# What you need to do
Write out, word for word, every line in the data below from the one containing "296H29L27 304L34 308L32" to the one containing "positive clicks: (101, 150)", both of them included.

# Stored records

━━━━━━

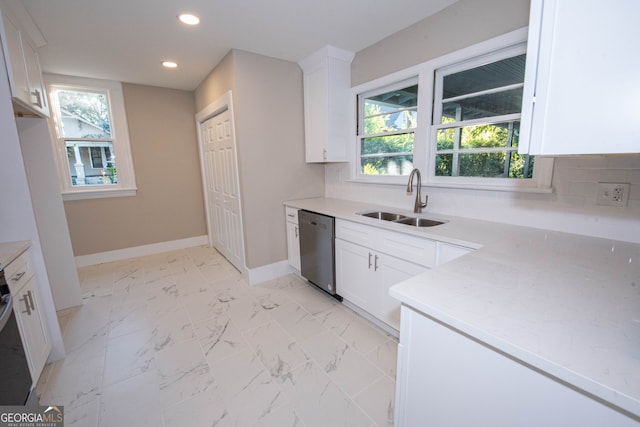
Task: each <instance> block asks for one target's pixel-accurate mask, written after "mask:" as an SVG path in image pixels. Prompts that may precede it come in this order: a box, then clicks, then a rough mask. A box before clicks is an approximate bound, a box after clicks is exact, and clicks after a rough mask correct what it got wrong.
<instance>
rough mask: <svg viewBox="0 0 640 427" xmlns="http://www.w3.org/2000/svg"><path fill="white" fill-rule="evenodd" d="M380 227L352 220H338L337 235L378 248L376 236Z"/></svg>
mask: <svg viewBox="0 0 640 427" xmlns="http://www.w3.org/2000/svg"><path fill="white" fill-rule="evenodd" d="M379 231H380V229H379V228H376V227H371V226H369V225H363V224H358V223H356V222H351V221H343V220H336V237H337V238H339V239H342V240H346V241H348V242H351V243H355V244H357V245H362V246H366V247H368V248H371V249H377V248H376V236H377V234H378V232H379Z"/></svg>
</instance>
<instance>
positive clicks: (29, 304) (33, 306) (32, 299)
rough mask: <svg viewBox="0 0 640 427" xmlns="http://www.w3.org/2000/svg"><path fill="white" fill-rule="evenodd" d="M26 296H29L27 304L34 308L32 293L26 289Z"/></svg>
mask: <svg viewBox="0 0 640 427" xmlns="http://www.w3.org/2000/svg"><path fill="white" fill-rule="evenodd" d="M27 297H29V305H30V306H31V310H35V309H36V305H35V304H34V303H33V294H32V293H31V291H27Z"/></svg>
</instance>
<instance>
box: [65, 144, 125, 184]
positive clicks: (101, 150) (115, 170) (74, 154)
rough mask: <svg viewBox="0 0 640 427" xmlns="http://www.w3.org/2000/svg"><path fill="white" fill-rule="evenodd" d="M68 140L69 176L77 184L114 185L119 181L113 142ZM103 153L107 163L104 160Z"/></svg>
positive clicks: (67, 154) (67, 153)
mask: <svg viewBox="0 0 640 427" xmlns="http://www.w3.org/2000/svg"><path fill="white" fill-rule="evenodd" d="M100 144H101V145H100V146H92V145H91V143H87V142H79V141H66V145H67V161H68V166H69V178H70V180H71V184H72V185H73V186H74V187H75V186H84V185H113V184H117V183H118V173H117V169H116V159H115V154H114V151H113V144H112V143H111V142H107V143H100ZM103 153H104V159H105V161H106V164H105V163H104V162H103V157H102V156H103Z"/></svg>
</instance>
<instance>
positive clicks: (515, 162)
mask: <svg viewBox="0 0 640 427" xmlns="http://www.w3.org/2000/svg"><path fill="white" fill-rule="evenodd" d="M534 163H535V157H534V156H529V155H522V156H521V155H520V154H518V153H517V152H513V153H511V162H510V164H509V178H532V177H533V164H534Z"/></svg>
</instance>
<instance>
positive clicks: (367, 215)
mask: <svg viewBox="0 0 640 427" xmlns="http://www.w3.org/2000/svg"><path fill="white" fill-rule="evenodd" d="M359 215H362V216H366V217H369V218H375V219H382V220H384V221H398V220H401V219H406V218H408V217H407V216H404V215H401V214H395V213H391V212H365V213H361V214H359Z"/></svg>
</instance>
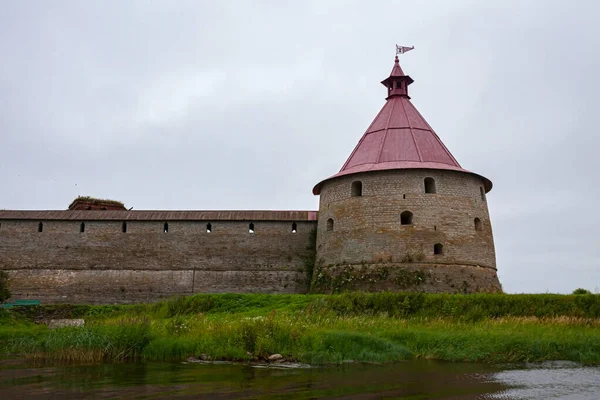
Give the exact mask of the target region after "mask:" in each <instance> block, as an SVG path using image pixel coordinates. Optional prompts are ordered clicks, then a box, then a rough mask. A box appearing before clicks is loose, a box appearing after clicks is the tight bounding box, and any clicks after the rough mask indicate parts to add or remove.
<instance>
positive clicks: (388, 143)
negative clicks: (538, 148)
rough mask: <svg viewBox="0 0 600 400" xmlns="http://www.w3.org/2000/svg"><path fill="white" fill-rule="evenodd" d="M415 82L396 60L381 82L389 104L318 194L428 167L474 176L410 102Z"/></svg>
mask: <svg viewBox="0 0 600 400" xmlns="http://www.w3.org/2000/svg"><path fill="white" fill-rule="evenodd" d="M412 82H413V80H412V79H411V78H410V76H408V75H404V72H403V71H402V69H401V68H400V64H399V62H398V57H396V60H395V63H394V68H393V69H392V72H391V74H390V76H389V78H387V79H385V80H384V81H382V82H381V83H383V84H384V85H385V86H386V87H387V88H388V98H387V102H386V103H385V105H384V106H383V108H382V109H381V111H379V114H377V116H376V117H375V120H373V122H372V123H371V125H370V126H369V128H368V129H367V131H366V132H365V134H364V135H363V137H362V138H361V139H360V141H359V142H358V145H356V147H355V148H354V151H353V152H352V154H350V157H349V158H348V160H347V161H346V163H345V164H344V166H343V167H342V169H341V170H340V172H338V173H337V174H335V175H333V176H331V177H329V178H327V179H325V180H324V181H321V182H320V183H318V184H317V185H316V186H315V187H314V189H313V193H314V194H319V193H320V191H321V186H322V184H323V183H324V182H326V181H328V180H330V179H333V178H337V177H340V176H344V175H350V174H356V173H361V172H370V171H382V170H393V169H418V168H424V169H443V170H453V171H461V172H466V173H469V174H473V173H472V172H469V171H467V170H465V169H463V168H462V167H461V166H460V164H459V163H458V161H456V159H455V158H454V157H453V156H452V154H451V153H450V151H448V149H447V148H446V146H444V144H443V143H442V141H441V140H440V138H439V137H438V135H436V133H435V132H434V131H433V129H432V128H431V126H429V124H428V123H427V121H425V119H424V118H423V116H422V115H421V114H420V113H419V111H417V109H416V108H415V106H413V105H412V103H411V102H410V97H409V96H408V90H407V87H408V85H410V84H411V83H412ZM473 175H477V174H473ZM477 176H479V177H481V178H482V179H483V180H484V182H485V190H486V192H488V191H490V190H491V188H492V182H491V181H490V180H489V179H487V178H485V177H483V176H480V175H477Z"/></svg>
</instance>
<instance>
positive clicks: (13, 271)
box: [0, 211, 316, 304]
mask: <svg viewBox="0 0 600 400" xmlns="http://www.w3.org/2000/svg"><path fill="white" fill-rule="evenodd" d="M36 213H37V214H36ZM134 213H135V212H127V211H121V212H119V211H75V212H74V211H56V212H52V211H50V212H36V211H0V270H4V271H7V272H8V274H9V285H10V289H11V291H12V294H13V298H15V299H26V298H34V299H41V300H42V302H43V303H104V304H110V303H127V302H140V301H152V300H157V299H160V298H165V297H170V296H173V295H189V294H193V293H222V292H243V293H304V292H305V291H306V290H307V287H308V285H307V282H306V276H307V273H306V268H307V257H310V256H311V250H310V249H309V247H310V240H311V231H312V230H313V229H314V228H316V212H312V213H311V212H308V213H306V212H304V213H302V212H272V214H270V212H240V213H239V214H240V215H238V217H239V218H245V217H250V218H248V219H247V220H237V219H233V220H210V221H209V220H168V221H165V220H135V219H134V220H127V219H123V220H117V219H116V218H118V216H119V215H123V216H126V215H127V216H132V215H134V216H135V214H134ZM138 213H142V212H138ZM158 213H159V214H160V213H161V212H158ZM38 214H39V215H38ZM53 214H58V216H60V217H61V218H63V219H59V220H57V219H49V218H53V217H54V218H56V217H57V215H53ZM214 214H218V212H215V213H214ZM229 214H230V213H229ZM253 214H254V215H253ZM282 215H283V219H284V220H276V218H278V219H281V218H282ZM42 216H45V218H37V219H36V217H42ZM156 217H157V218H159V217H160V216H156ZM234 217H235V215H234ZM257 217H260V218H263V220H260V219H256V218H257ZM23 218H29V219H23ZM67 218H72V219H67ZM94 218H115V220H110V219H109V220H106V219H104V220H96V219H94ZM287 218H297V220H285V219H287ZM311 218H312V220H311ZM165 223H166V224H167V225H165ZM40 224H41V225H40ZM208 224H210V225H208ZM250 224H252V227H253V228H254V229H253V233H251V232H250V230H249V228H250V227H251V226H250ZM207 227H209V228H210V232H208V230H207ZM165 228H166V230H167V232H165ZM292 228H294V232H293V231H292V230H293V229H292Z"/></svg>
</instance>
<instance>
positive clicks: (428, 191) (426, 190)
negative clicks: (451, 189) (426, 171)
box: [425, 178, 435, 193]
mask: <svg viewBox="0 0 600 400" xmlns="http://www.w3.org/2000/svg"><path fill="white" fill-rule="evenodd" d="M425 193H435V180H434V179H433V178H425Z"/></svg>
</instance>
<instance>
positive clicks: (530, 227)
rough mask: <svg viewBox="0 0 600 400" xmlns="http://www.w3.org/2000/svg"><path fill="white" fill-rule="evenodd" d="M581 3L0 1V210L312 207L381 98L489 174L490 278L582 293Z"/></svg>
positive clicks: (590, 21)
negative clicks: (399, 58)
mask: <svg viewBox="0 0 600 400" xmlns="http://www.w3.org/2000/svg"><path fill="white" fill-rule="evenodd" d="M599 21H600V3H597V2H595V1H569V2H565V1H533V0H527V1H506V0H502V1H490V0H486V1H475V0H474V1H458V0H454V1H435V2H434V1H412V2H408V1H386V2H384V1H341V0H340V1H324V0H318V1H270V2H261V1H255V0H253V1H229V2H225V1H223V2H221V1H182V0H179V1H170V0H168V1H150V0H146V1H122V0H118V1H107V0H104V1H94V2H92V1H69V2H67V1H58V0H53V1H45V0H43V1H42V0H40V1H8V0H0V149H1V153H0V188H1V191H0V193H1V195H0V209H2V208H6V209H65V208H66V207H67V206H68V204H69V203H70V202H71V201H72V200H73V198H75V197H76V196H77V195H91V196H96V197H102V198H111V199H116V200H121V201H123V202H125V204H126V206H127V207H134V209H138V210H140V209H196V210H199V209H308V210H316V209H317V208H318V198H317V197H316V196H313V195H312V193H311V189H312V187H313V186H314V184H316V183H317V182H319V181H320V180H322V179H324V178H326V177H328V176H330V175H333V174H334V173H336V172H337V171H338V170H339V169H340V167H341V166H342V164H343V163H344V161H345V160H346V158H347V157H348V155H349V154H350V152H351V151H352V149H353V148H354V146H355V145H356V143H357V142H358V140H359V139H360V137H361V136H362V134H363V133H364V131H365V129H366V128H367V126H368V125H369V123H370V122H371V121H372V119H373V118H374V117H375V115H376V113H377V112H378V111H379V109H380V108H381V107H382V106H383V104H384V101H385V100H384V98H385V94H386V93H385V92H386V90H385V88H384V87H383V86H381V85H380V84H379V81H381V80H382V79H383V78H385V77H387V75H388V74H389V72H390V70H391V68H392V66H393V58H394V54H395V53H394V45H395V44H396V43H398V44H400V45H409V46H411V45H414V46H415V50H414V51H412V52H410V53H407V54H406V55H404V56H403V57H402V60H401V63H402V67H403V69H404V71H405V72H406V73H408V74H410V75H411V77H412V78H413V79H414V80H415V83H414V84H413V85H412V86H411V97H412V101H413V104H415V106H416V107H417V108H418V109H419V111H420V112H421V113H422V114H423V116H424V117H425V119H427V121H428V122H429V123H430V125H432V127H433V128H434V129H435V130H436V132H437V134H438V135H439V136H440V137H441V139H442V140H443V142H444V143H445V144H446V146H447V147H448V148H449V149H450V151H451V152H452V153H453V155H454V156H455V157H456V158H457V160H458V161H459V162H460V163H461V165H462V166H463V167H464V168H466V169H469V170H471V171H474V172H477V173H479V174H481V175H484V176H486V177H488V178H490V179H491V180H492V181H493V182H494V188H493V190H492V191H491V192H490V193H489V194H488V201H489V207H490V213H491V218H492V225H493V229H494V235H495V242H496V252H497V261H498V272H499V276H500V280H501V282H502V284H503V286H504V289H505V291H507V292H546V291H549V292H563V293H565V292H570V291H572V290H573V289H575V288H577V287H584V288H587V289H589V290H592V291H600V243H599V239H600V217H599V216H598V215H599V213H598V206H599V204H600V203H599V201H598V199H599V197H600V188H599V185H600V179H599V178H598V171H599V170H600V159H599V157H598V154H597V153H598V146H599V145H600V138H599V128H598V127H599V126H600V110H599V106H600V102H599V100H598V96H599V93H600V78H599V74H600V51H599V48H600V26H599V25H600V24H599Z"/></svg>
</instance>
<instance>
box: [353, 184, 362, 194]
mask: <svg viewBox="0 0 600 400" xmlns="http://www.w3.org/2000/svg"><path fill="white" fill-rule="evenodd" d="M351 193H352V197H360V196H362V182H361V181H355V182H352V191H351Z"/></svg>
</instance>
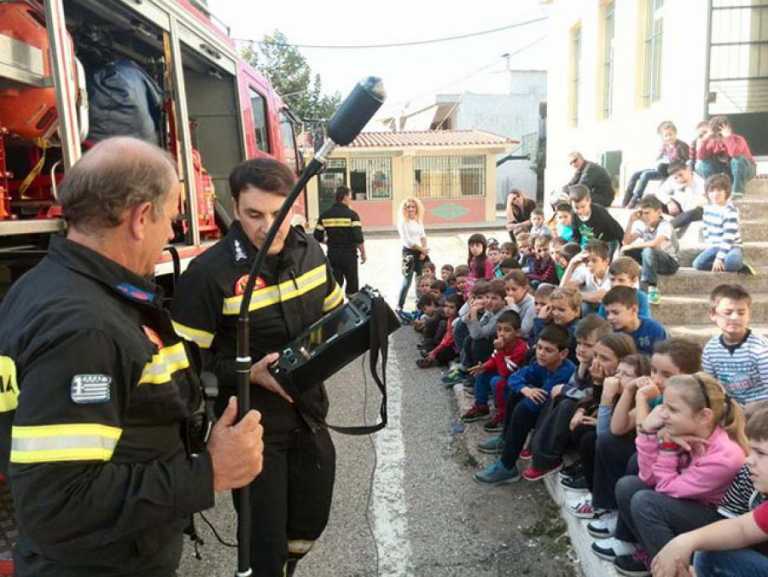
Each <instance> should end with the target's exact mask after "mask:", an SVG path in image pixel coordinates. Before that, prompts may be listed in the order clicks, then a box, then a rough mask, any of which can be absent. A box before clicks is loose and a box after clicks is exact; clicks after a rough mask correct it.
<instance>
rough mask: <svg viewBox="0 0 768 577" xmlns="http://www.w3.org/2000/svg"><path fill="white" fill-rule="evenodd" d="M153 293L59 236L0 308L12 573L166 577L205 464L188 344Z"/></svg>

━━━━━━

# Reply
rough mask: <svg viewBox="0 0 640 427" xmlns="http://www.w3.org/2000/svg"><path fill="white" fill-rule="evenodd" d="M26 296H29L27 304L34 308L32 293L26 289Z"/></svg>
mask: <svg viewBox="0 0 640 427" xmlns="http://www.w3.org/2000/svg"><path fill="white" fill-rule="evenodd" d="M27 297H29V305H30V306H31V310H35V309H36V305H35V304H34V303H33V294H32V293H31V291H27Z"/></svg>
</instance>
<instance>
box: [65, 144, 125, 184]
positive clicks: (101, 150) (115, 170) (74, 154)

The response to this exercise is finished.